Exercises to complete:
1. Answer these from the article below on Reddit voting and groupthink:
(a) What share of adult American Internet users are on Reddit?
(b) By how much, on average, did one added upvote raise a comment's final score?
(c) What do redditors commonly call the site's tendency toward groupthink?
2. Extend the article below on Reddit voting and groupthink, picking up after its final sentence.

Article:
## Start
Today, 6 percent of all adult American Internet users are on Reddit. Like Yelp, IMDb, or Amazon.com, the site runs on the principle of voting aggregation. Each user can give a post or comment an upvote of approval or a downvote of disapproval. Highly ranked news and content float to the top of the site, and highly rated comments float to the top of their threads. It's a system that ensures that the best, most insightful, or most representative material rises to the top. Or so the theory goes.

Three business researchers, led by Lev Muchnik at the Hebrew University of Jerusalem, conducted their own online voting aggregation experiment, the results of which came out today in the scientific journal Science. They found that groupthink plays a surprisingly large a role in how an online communities like Reddit make quality judgments. For some users in the study, seeing a single extra upvote very early in a comment's life could change their mind about how they felt about a comment, regardless of what the comment actually said.

"It's important to understand the underlying mechanisms of how people vote. It helps us understand how websites can avoid this type of bias in the future," says Sinan Aral, a coauthor of the paper and social-media researcher at MIT and NYU.

"We used a site very similar to Reddit," Aral says. Here's how it worked: The researchers convinced an anonymous website–under the promise it would remain nameless–to allow them to test slight manipulations in online voting. Over six months, the research team took a small percentage of more than 100,000 written comments and slightly altered their vote rating as they were submitted. Four percent of the comments were given a positive edge (a single upvote) while another 2 percent were struck with an immediate disadvantage (a lonely downvote).

"I was surprised to find that a single positive vote could create such a huge snowball effect."

The researchers discovered that by increasing a comment's score with a single vote, they would boost its final score by an average of 25 percent. "There is a herding effect," Aral says. "It was quite dramatic. I was surprised to find that a single positive vote could create such a huge snowball effect."

Oddly enough, this snowballing didn't work in reverse—nobody was ganging up on commenters unfairly based on a downvote or two. Instead, the researcher's artificial downvote made users slightly more likely to respond positively, essentially negating the researchers' interference. "Basically there was a correction effect," Aral says. "One explanation is that people will go along with positive opinions but are more skeptical of the negative opinions of others."

The Hivemind

Reddit is occasionally chastised, even from the inside, for sameness in opinions and groupthink. Astrophysicist Neil deGrasse Tyson and comedian Louis C.K. are beloved almost beyond criticism, and many traditionally liberal political and social views dominate conversations. While the researchers are the first to quantify this up/downvoting online herding effect, it may not come as a surprise to many redditors—on the site, the tendency to groupthink is commonly referred to on the site as the hivemind.
## End
Dataset extract:
## Start
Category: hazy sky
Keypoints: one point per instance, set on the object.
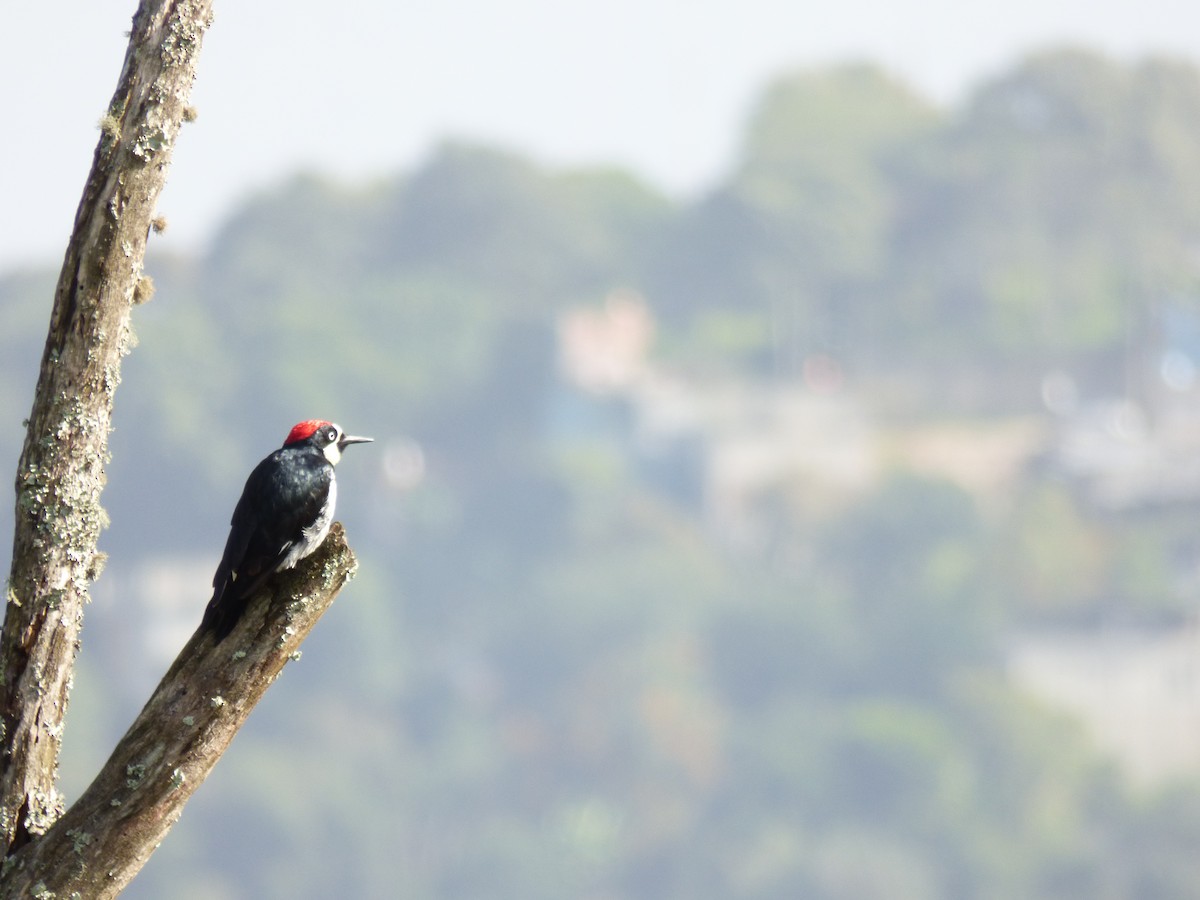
## End
Results for the exercise:
1.
(a) 6 percent
(b) 25 percent
(c) The hivemind

2.
"Twenty-five percent sounds about right," says Erik Martin, the general manager of Reddit. "It doesn't surprise me that comments that get a positive vote have that momentum. There are certainly some aspects of an echo chamber."

By separating the users they sampled into those likely to vote positively and those likely to vote negatively, the researchers broke down the herding effect into a combination of two behaviors. "There was evidence of both opinion change and voter turnout," Aral says. The researcher's extra upvote seemed to convince many nonvoters to join in, and it also encouraged positive votes from those who might have otherwise voted negatively or abstained.

"I think the term hivemind is used pejoratively, and people forget all the things it enables."

And, Martin argues, the effect is not all bad: "I think the term hivemind is used pejoratively, and people forget all the things it enables. People are much more willing to participate in a thing, like to moderate a subreddit. It enables new subreddits to crop out and have support. If everyone was supercritical all the time, it wouldn't work."

Social Exploitation

One concern for Reddit or any website using voting aggregation is businesses attempting to exploit the heading effect of online users to create false social momentum. "I think it's a very real concern," says Duncan Watts, a social-network researcher at Microsoft. "Whenever you open up and do this kind of community ranking exercise, it's an invitation to manipulation."

There are already places to buy fake Amazon.com reviews, and false votes for Tripadvisor, Yelp, Citysearch, and somewhere, I'm sure, Reddit. The worry isn't just that these efforts are skewing the aggregated vote, but that they are actually influencing or changing the decisions of how real reviewers might also vote.

But neither Martin nor Watts seem overly concerned. "We've caught several high-profile publishers doing that over the years, and we've banned them," Martin says. "But we have counter measures—people who actively look for that stuff, a community that has no tolerance for that manipulation," and undisclosed algorithms the site uses to root out false or exploitative accounts.

"And there's a limit to how much manipulation you can do before the manipulation starts to undercut the effect," Watts says. "If the signal is so at odds with your experience—like if you go to Amazon and you see a book with 100 five-star reviews—you know it's just clearly fake."

For Watts, the takeaway is that for users of sites like Reddit, "you should be a little bit suspicious and shouldn't jump to conclusion about the quality of a story based on its apparent popularity," he says. "Not because it might have been manipulated, but because big effects are often due to accident and cumulative advantage. It could be that it got a lot of attention simply because other people were paying attention to it."

And for a site wholly dependent on user-submitted content, the herding effect might not be such a bad thing. "It's a community that's cynical and very skeptical," Martin says, "but their default is to say yes or to do something. It enables the site to exist."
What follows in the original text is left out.